(Analysetext):

════

Januar:
Der nette Herr der Rentenversicherung, mein Berater, analysiert mit mir die
Ergebnisse des Assessmentcenters. Klar ist: ich bekomme eine Ausbildung
finanziert, und die Ergebnisse sind so gut, dass ich mir den Ausbildungsbereich
aussuchen kann:
CTA, Produktdesign, Steuerfach, Büro, IT- Systemtechniker, Elektroniker …
Die rein logische Entscheidung: Steuer.
Sorgt für etwas Aufregung im Freundeskreis.
Meine Noch-Filialleiterin meldet sich schriftlich bei mir und *bittet* mich zum
Gespräch. Sie stellt ein Ultimatum. Beides müsste ich nicht beachten. Ich bin
arbeitsunfähig, die Rechtslage ist hier recht klar. Aber ich will keinen Streit
und schreibe einen netten Brief, in dem ich einige Dinge klarstelle.
Was mich ärgert: Es ist die erste persönliche Post meines Arbeitgebers nach über
12 Monaten.
Weder habe ich Krank gefeiert, noch habe ich es mir raus gesucht, dass sich
zwei Bandscheiben komplett verabschiedet haben und auch, dass sich das rechte
Knie… nun ja.
Die Worte des Reha Arztes klingen mir noch im Ohr: Wollen Sie eigentlich im
Rollstuhl landen?
Nein möchte ich nicht:

Februar:
Nichts Besonderes. Pläne schmieden. Ich muss mir etwas für die Kater einfallen
lassen, da der Ausbildungsgang nur im Schwarzwald stattfindet. Also WG.
Die Ausbildung startet ab Juli.
Ich werde wohl eine WG gründen. Gehe meinem Vermieter um den Bart, setze
Anzeigen. Warte.
Und ich mache den OP Termin für das Entfernen der Platte im Bein fest. Anfang Mai
kommt das verhasste Ding raus. Endlich.

════

(Ausgangsdaten):
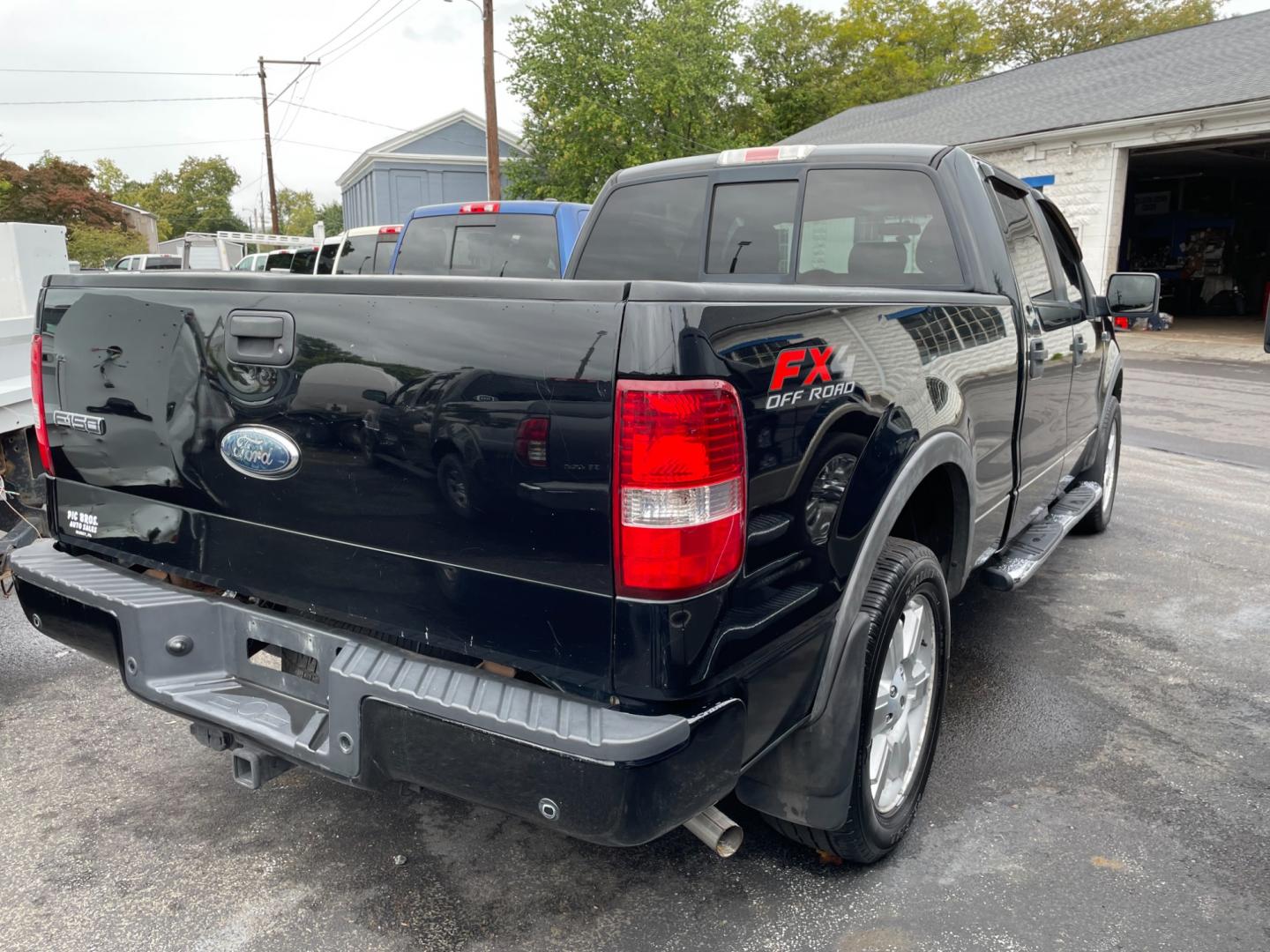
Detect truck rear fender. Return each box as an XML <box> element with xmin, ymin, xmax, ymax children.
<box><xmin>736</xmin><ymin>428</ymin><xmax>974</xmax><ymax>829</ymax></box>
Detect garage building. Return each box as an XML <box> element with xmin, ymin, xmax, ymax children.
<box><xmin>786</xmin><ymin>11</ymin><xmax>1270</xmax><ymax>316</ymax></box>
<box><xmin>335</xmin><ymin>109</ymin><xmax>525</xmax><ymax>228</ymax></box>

════

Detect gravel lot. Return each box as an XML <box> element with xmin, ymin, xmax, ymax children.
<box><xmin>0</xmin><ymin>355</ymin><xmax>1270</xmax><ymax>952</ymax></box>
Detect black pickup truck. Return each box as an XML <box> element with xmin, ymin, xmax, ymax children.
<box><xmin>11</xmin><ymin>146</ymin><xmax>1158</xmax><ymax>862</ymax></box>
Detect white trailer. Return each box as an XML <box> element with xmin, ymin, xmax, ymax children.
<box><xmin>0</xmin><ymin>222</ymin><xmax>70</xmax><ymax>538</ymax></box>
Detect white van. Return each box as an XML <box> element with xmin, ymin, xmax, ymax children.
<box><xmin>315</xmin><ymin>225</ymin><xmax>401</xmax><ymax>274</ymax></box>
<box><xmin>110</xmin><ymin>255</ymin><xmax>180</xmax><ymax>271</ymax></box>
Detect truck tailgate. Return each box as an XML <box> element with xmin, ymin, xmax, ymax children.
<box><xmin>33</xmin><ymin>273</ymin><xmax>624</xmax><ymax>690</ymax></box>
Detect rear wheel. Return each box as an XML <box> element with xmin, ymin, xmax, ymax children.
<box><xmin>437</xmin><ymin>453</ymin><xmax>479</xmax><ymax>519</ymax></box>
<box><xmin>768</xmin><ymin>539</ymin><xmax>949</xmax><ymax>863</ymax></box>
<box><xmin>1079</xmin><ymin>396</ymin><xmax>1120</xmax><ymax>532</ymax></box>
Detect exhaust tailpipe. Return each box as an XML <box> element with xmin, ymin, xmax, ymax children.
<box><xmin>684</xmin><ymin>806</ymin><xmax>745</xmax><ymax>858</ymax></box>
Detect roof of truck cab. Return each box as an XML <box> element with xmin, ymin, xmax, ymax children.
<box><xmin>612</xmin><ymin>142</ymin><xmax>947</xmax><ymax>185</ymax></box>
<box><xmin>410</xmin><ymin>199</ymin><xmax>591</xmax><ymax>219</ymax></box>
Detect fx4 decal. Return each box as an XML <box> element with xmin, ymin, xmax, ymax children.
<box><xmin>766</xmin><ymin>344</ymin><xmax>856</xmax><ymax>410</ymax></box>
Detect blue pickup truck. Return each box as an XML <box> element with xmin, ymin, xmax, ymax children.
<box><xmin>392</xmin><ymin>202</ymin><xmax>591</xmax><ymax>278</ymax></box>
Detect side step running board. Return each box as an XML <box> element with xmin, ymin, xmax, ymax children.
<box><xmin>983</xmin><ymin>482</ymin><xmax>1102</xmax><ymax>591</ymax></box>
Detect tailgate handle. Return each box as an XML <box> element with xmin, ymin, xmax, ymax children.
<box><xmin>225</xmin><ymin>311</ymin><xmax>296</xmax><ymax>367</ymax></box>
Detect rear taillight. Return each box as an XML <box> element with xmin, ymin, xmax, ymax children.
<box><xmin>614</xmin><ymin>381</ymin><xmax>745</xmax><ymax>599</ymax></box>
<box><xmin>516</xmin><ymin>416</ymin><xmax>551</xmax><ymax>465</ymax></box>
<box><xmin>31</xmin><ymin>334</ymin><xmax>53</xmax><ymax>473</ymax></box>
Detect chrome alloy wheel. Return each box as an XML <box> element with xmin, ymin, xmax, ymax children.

════

(Gelesenes anwenden):
A. Wie lautet der Satz „Die Ausbildung startet ab Juli.“ aus dem Analysetext auf Englisch?
B. Wann soll laut dem Analysetext die Platte im Bein entfernt werden?

(Lösungen):
A. The training starts in July.

B. Anfang Mai.